Provided information
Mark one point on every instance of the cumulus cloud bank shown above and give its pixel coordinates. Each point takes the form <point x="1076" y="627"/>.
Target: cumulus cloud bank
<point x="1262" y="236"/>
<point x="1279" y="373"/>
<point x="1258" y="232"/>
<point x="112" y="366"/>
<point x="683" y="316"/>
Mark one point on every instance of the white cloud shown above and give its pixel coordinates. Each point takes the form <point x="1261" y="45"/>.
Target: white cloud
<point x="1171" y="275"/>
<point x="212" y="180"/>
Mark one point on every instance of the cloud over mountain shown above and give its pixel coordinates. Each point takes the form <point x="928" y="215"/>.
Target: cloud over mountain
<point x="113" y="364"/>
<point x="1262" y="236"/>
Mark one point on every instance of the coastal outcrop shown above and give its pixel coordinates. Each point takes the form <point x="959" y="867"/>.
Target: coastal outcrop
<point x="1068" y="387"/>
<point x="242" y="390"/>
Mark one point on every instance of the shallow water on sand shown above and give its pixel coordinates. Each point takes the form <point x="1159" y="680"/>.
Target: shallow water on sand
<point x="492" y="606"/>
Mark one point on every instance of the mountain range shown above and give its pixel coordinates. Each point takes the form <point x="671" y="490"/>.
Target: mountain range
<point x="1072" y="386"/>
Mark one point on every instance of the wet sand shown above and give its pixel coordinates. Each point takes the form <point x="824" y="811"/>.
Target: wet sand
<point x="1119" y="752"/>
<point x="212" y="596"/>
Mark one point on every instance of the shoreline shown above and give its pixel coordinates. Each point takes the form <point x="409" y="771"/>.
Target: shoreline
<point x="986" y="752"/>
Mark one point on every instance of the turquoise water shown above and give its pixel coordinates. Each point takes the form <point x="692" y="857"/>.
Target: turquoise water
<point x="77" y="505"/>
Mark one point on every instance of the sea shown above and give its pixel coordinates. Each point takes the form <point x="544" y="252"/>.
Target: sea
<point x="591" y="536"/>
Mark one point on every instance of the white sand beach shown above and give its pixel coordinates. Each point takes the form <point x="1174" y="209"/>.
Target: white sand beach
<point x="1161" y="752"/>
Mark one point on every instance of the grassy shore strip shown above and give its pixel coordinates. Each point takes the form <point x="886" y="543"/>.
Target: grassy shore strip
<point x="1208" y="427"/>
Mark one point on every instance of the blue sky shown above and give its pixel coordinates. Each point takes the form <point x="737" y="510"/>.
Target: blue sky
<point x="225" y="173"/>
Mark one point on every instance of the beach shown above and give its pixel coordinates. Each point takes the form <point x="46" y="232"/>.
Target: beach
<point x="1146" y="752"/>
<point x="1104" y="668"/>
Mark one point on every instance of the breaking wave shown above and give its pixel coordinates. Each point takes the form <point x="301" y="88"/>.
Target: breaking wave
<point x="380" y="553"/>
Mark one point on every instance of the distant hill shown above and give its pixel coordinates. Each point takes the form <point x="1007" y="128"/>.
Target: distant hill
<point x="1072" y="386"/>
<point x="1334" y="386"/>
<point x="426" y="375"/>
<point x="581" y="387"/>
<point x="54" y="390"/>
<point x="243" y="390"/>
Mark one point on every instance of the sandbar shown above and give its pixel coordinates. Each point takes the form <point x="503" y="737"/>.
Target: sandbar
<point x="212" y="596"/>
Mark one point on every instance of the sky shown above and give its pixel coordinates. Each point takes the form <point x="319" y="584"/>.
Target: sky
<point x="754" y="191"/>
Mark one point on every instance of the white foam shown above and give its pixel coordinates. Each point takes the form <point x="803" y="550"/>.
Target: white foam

Task instructions
From the listing above, reproduce all the lines exactly.

Exercise solution
Mark one point on every instance of the cumulus cloud bank shown above and give its pixel coordinates. Each point takes the form <point x="1076" y="627"/>.
Target: cumulus cloud bank
<point x="1262" y="236"/>
<point x="1279" y="373"/>
<point x="1258" y="232"/>
<point x="112" y="366"/>
<point x="683" y="316"/>
Mark one point on every instance of the white cloud shown above and give its pixel coordinates. Each point takes the form <point x="1261" y="45"/>.
Target: white cloud
<point x="1171" y="275"/>
<point x="212" y="180"/>
Mark one point on every instance of the cloud over mountain shown above and give its pixel coordinates. Each point takes the form <point x="928" y="215"/>.
Target: cloud over mountain
<point x="113" y="364"/>
<point x="1262" y="236"/>
Mark one point on every instance of the coastal outcrop shown above and give its pixel coordinates. Each point takes the form <point x="959" y="867"/>.
Target: coastal outcrop
<point x="1068" y="387"/>
<point x="242" y="390"/>
Mark one point on every instance of the shallow water on sand shown above and give its pixel coordinates. Each point takes the form <point x="1159" y="680"/>.
Target: shallow water on sand
<point x="492" y="606"/>
Mark one point on every instance of the mountain range shown above and give its pixel coordinates. Each point takes the form <point x="671" y="490"/>.
Target: mountain range
<point x="1072" y="386"/>
Mark one point on every instance of the wet sand shown above and give its pixel coordinates. Each point takes the form <point x="824" y="811"/>.
Target: wet sand
<point x="1119" y="752"/>
<point x="212" y="596"/>
Mark one point on every instance of the shoreline shown above and give its pixel coordinates. Each point takes the form <point x="409" y="771"/>.
Target: shoreline
<point x="986" y="752"/>
Mark one point on every instance of the turquoise water shown above and give its pixel coordinates. Each point takes the form <point x="692" y="857"/>.
Target: turquoise water
<point x="77" y="505"/>
Mark one point on every instance of the sea shown above and give its pixel coordinates. Each point takes the form <point x="544" y="252"/>.
Target: sea
<point x="591" y="536"/>
Mark one point on every instance of the white sand beach shown above and give its pixel coordinates. Each point takes the form <point x="1174" y="209"/>.
Target: white sand beach
<point x="1161" y="752"/>
Mark one point on every instance of the grassy shore strip shown above and give its pixel coordinates. Each point takes the form <point x="886" y="543"/>.
Target: grassy shore strip
<point x="1208" y="427"/>
Mark one point on every instance of the blue sky shown above and give its pixel coordinates. Each point takes the form <point x="737" y="510"/>.
Target: blue sky
<point x="225" y="173"/>
Mark one point on every instance of the beach shown above and give its pixel coordinates. Each point takes the form <point x="46" y="232"/>.
Target: beach
<point x="1146" y="752"/>
<point x="1104" y="668"/>
Mark one point on every instance of the breaking wave shown above and give its pixel coordinates. Each point takes the form <point x="301" y="88"/>.
Target: breaking wave
<point x="380" y="553"/>
Mark one point on every instance of the distant hill shown above and give its pixel coordinates. Each point takes the form <point x="1007" y="128"/>.
Target: distant hill
<point x="1072" y="386"/>
<point x="1334" y="386"/>
<point x="426" y="375"/>
<point x="581" y="387"/>
<point x="54" y="390"/>
<point x="243" y="390"/>
Mark one point on every instance of the sandbar shown above and give its pixel coordinates. Each point takes the form <point x="503" y="737"/>.
Target: sandbar
<point x="212" y="596"/>
Mark one point on every instance of the sky shown above and give its pixel coordinates. Each point takes the form <point x="319" y="584"/>.
Target: sky
<point x="754" y="191"/>
Mark one point on every instance of the white foam shown above and give its pixel coordinates. Each point takes the form <point x="803" y="550"/>.
Target: white foam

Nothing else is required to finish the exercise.